- EXCERPT
****************
UPDATE #1: I think I need to clarify the following things. My problems with writing Swear aren't because a lack of ideas, writer's block, or because of my publishers. I know exactly how the book ends. I don't believe in writer's block. And I'm actually in trouble with foreign publishers for not writing it.
I don't know how to explain it to you any better than I already have. I feel completely disconnected from all the characters.
One of the biggest issues I have is the that love triangle is over. It ended at the end of Wisdom. Alice made her choice, once and for all. The fifth book for Swear would be about wrapping up some loose ends. But there is no love triangle. Alice chose very clearly at the end of Wisdom.
Below I am going to offer a SPOILER filled explanation of a the love triangle. If you wish not to read it, you have that option. If you wish to, just highlight it.
What about Jack's one? Alice was meant for Peter. - No, she wasn't. Elise was meant for Peter. When Jack was turned into a vampire, he died. He was technically dead. That screwed up everything. The blood bond that was meant for him - namely, Alice's - crossed over to Peter. She was actually always meant for Jack. The whole point of their love story, however, is that Alice and Jack fall in love with each other before the blood bond kicks in. They got to know each other, then fell in love.
This was my intention all along, and the whole point of the series actually was free will. Alice loved Jack because she wanted to, not because of fate. It eventually turns out they were fated anyway, but that's not why she fell in love with him.
But for those of you filled with rage now at this, shouting what? I love Peter! You'll understand why I didn't write the book now. Writing a book is hard work and I put my heart and soul in it. I have no interest in working hard on something to have people send me hate mail.
You may be saying, well, then why don't you just change the ending? Because I can't. That would be a lie. I can't write things I don't believe in, that I don't care about it. You may not like my writing or agree with my choices, but I do. That's what makes it work. I believe in and am passionate about what I write. I knew from the first book that Alice would end up with Jack, and I can't change just because it would make people unhappy
But I also can't bring myself to work so hard on something that I know will only make people unhappy. When I think about it, it makes my chest tight and my stomach twist up. It's made me hate the series and hate all the characters in it, which makes me further disconnected from the story.
UPDATE #2: I would like it if you all read the post called "Ideas vs Things." This lays out why I'm not talking about Swear and I will not even comment on the status of Swear until it's written, edited, and about to be published. Me not talking about it doesn't me I'm not thinking about or working on it (although, it doesn't mean I am working on it either). It just means that I'm not comfortable saying ANYTHING about it until I am absolutely 100% when the book will be out.
I have not forgotten about it. I will not forgotten about it. I want to finish it. Yelling at me, swearing at me, threatening me will not make the writing process go faster. In fact, it slows things down a lot because I get upset and distracted when people yell at me, and that means I'm less likely to write anything.
I know most of you have been incredibly patient, and I want to thank all of you that have been reasonable and sane about this whole thing. I know it sucks (it sucks for me, too).
But in reality, it's only been two years since Wisdom came out. Two years. That's not a very long time, even though I know it seems like eternity between books. (But I had to wait four years for The Dark Knight Rises after The Dark Knight, so I get it).
I'm just asking you to be patient. I will write it. I'm just not going to talk about it until it's finished. And then when it is, I will scream it from mountain tops and take out ads and throw a parade. I will let everyone and everything know, and you won't be able to miss it. Thank you.
****************
- LISTED ENTRIES
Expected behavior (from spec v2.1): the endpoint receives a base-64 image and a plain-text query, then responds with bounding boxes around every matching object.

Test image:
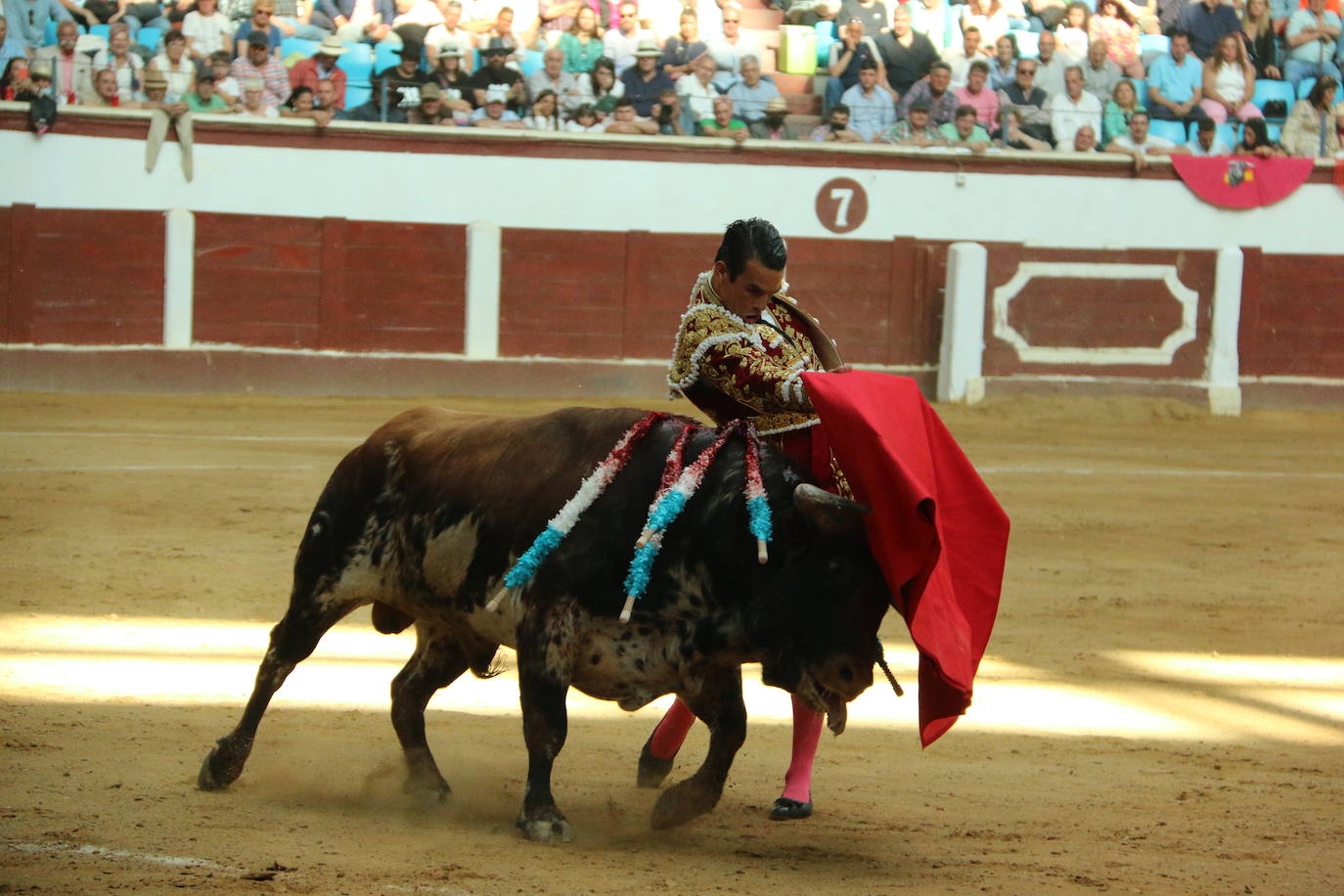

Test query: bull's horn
[793,482,869,536]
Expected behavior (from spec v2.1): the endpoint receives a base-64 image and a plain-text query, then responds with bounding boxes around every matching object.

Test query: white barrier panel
[164,208,197,348]
[938,244,989,404]
[1205,246,1244,417]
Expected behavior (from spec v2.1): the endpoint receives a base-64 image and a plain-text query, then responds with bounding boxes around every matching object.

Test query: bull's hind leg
[197,594,364,790]
[651,666,747,829]
[392,623,470,805]
[517,616,572,842]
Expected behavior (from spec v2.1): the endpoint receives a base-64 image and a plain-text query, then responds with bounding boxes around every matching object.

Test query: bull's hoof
[650,778,722,830]
[770,796,812,821]
[635,735,676,787]
[517,809,574,843]
[402,775,453,811]
[197,738,251,790]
****************
- STUDY QUESTIONS
A: Answer these questions using the post about Swear.
(i) At the end of which book did the love triangle end?
(ii) When Jack was turned into a vampire, whose blood bond crossed over to Peter?
(iii) How long has it been since Wisdom came out?
B: List every character named in the post about Swear.

- REPLIES
A:
(i) Wisdom
(ii) Alice's
(iii) Two years

B: Alice, Jack, Peter, Elise